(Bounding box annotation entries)
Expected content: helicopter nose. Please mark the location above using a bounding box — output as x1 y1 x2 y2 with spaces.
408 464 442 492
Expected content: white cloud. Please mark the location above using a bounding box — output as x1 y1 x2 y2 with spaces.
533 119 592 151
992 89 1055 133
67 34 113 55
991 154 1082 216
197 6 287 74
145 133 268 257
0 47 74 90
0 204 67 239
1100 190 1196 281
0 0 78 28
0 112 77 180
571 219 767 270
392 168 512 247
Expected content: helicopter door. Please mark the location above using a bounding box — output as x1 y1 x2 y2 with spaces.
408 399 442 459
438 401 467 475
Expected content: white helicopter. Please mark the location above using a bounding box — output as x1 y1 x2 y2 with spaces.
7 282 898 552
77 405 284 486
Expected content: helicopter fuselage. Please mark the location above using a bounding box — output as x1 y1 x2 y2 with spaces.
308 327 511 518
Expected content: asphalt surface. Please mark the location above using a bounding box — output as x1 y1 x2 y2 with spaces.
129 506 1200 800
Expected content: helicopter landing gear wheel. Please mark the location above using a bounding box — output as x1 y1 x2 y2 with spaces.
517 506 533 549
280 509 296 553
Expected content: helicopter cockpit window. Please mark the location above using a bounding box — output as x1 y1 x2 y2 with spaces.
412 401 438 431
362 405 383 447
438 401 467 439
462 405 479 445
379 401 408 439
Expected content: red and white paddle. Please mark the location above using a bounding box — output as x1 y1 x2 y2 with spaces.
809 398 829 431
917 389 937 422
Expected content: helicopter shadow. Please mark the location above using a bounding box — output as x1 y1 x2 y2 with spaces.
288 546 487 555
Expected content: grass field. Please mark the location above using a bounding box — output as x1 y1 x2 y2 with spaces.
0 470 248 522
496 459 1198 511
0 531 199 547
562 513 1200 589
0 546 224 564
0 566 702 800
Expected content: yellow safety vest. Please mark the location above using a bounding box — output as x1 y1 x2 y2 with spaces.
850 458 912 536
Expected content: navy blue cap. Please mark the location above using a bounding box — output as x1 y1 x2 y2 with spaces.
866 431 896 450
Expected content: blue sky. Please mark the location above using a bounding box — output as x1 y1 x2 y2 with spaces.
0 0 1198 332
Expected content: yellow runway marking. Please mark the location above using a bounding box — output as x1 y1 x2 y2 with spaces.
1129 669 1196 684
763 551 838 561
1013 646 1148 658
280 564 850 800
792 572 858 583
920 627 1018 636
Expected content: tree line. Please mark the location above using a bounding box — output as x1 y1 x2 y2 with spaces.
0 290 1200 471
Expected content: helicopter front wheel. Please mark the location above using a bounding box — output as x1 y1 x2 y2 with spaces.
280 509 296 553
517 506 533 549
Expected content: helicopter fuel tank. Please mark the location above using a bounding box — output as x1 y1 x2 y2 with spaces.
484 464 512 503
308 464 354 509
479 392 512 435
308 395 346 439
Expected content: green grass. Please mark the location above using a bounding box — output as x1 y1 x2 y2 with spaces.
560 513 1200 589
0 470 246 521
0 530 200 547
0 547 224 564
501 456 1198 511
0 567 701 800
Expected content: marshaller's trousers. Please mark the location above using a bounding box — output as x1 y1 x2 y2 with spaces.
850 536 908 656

▶ GIVEN REQUEST
Return all of the entries above verbatim, with no changes of any kind.

▶ RESULT BELOW
Expected content: helicopter nose. Please mark the location above using a bounding box — output as x1 y1 x2 y2 with spaces.
408 464 442 492
Expected content: white cloud. Please mark the location above using a bounding box — output as x1 y1 x2 y2 with spaces.
533 119 592 151
992 89 1055 133
67 34 113 55
991 154 1082 216
197 6 287 74
145 133 268 257
0 47 74 90
0 204 67 239
1100 190 1196 281
0 0 78 28
0 112 77 180
571 219 767 270
392 168 512 247
Expected content: helicopter door. Please mark the location above using a bounding box — output as x1 y1 x2 y2 with spaces.
408 399 442 459
438 401 467 475
Expected content: white helicopter. Please mark the location above using a bounding box — output as x1 y1 x2 y2 with spaces.
7 282 898 552
77 405 284 486
Expected content: helicopter fuselage. Please mark the location above using a bounding box — output as x1 y1 x2 y2 with spaces.
308 327 511 518
Expected content: asphalt surface. Please mark the location above using a bounding box — output as x1 y1 x2 y2 with spaces.
129 506 1200 800
Expected content: helicopter landing gear wheel. Please mark the location above using a bounding box — output as x1 y1 x2 y2 with spaces.
517 506 533 549
280 509 296 553
Expected content: helicopter cockpit window. Please mark the location above using a bounding box — output as x1 y1 x2 y2 with spaces.
412 401 438 431
362 405 383 447
438 401 467 439
462 405 479 445
379 401 408 439
Expected content: red and white paddle. Please mark the location above using a bounding box — output as x1 y1 x2 y2 with spaces.
809 398 829 431
917 389 937 422
Expected content: helicopter shadow. Please mark the location above using a bounding box — output as x1 y1 x2 y2 with spaces.
288 546 487 555
Expected content: grass field. Please mark the location above using a bounding box — output as x1 y1 x2 y2 with spaces.
0 470 248 522
496 459 1198 511
0 531 199 547
562 513 1200 589
0 546 224 564
0 566 702 800
Expected content: yellow safety vest. Please mark the location above using a bounding box — output as x1 y1 x2 y2 with spaces.
850 458 912 536
Expected content: navy blue cap. Please mark the location above using a bounding box — output as x1 y1 x2 y2 with spaces.
866 431 896 450
Expected content: blue sky. Please mark the location above using a bounding box — output as x1 y1 x2 y2 with spaces.
0 0 1198 332
Expected content: yellow runway marking. Please mark the location above using a bounding box — output as x1 y1 x2 y2 with spaces.
1129 669 1196 684
763 551 838 561
1013 646 1148 658
280 564 850 800
792 572 858 583
920 627 1018 636
Expected content: tree line. Please mark the location above using a bounding box — output as x1 y1 x2 y2 with spaces.
0 290 1200 471
Expected content: helicopter front wheel. Please mark the location above using a bounding box — output as x1 y1 x2 y2 with spaces.
280 509 296 553
517 506 533 549
Expected content: helicopter fuel tank. Please mark the location above using a bounding box — output as x1 y1 x2 y2 with spaces.
484 464 512 503
308 464 354 509
479 392 512 435
308 395 346 439
Expected content: green grass. Please mark the location above using a bounding box — output as x1 y1 x2 y2 with spaces.
560 513 1200 589
0 470 246 521
0 530 200 547
0 547 224 564
501 456 1198 511
0 567 701 800
Expected content: marshaller's trousers. Please mark the location above using a bounding box — output as x1 y1 x2 y2 with spaces.
850 536 908 656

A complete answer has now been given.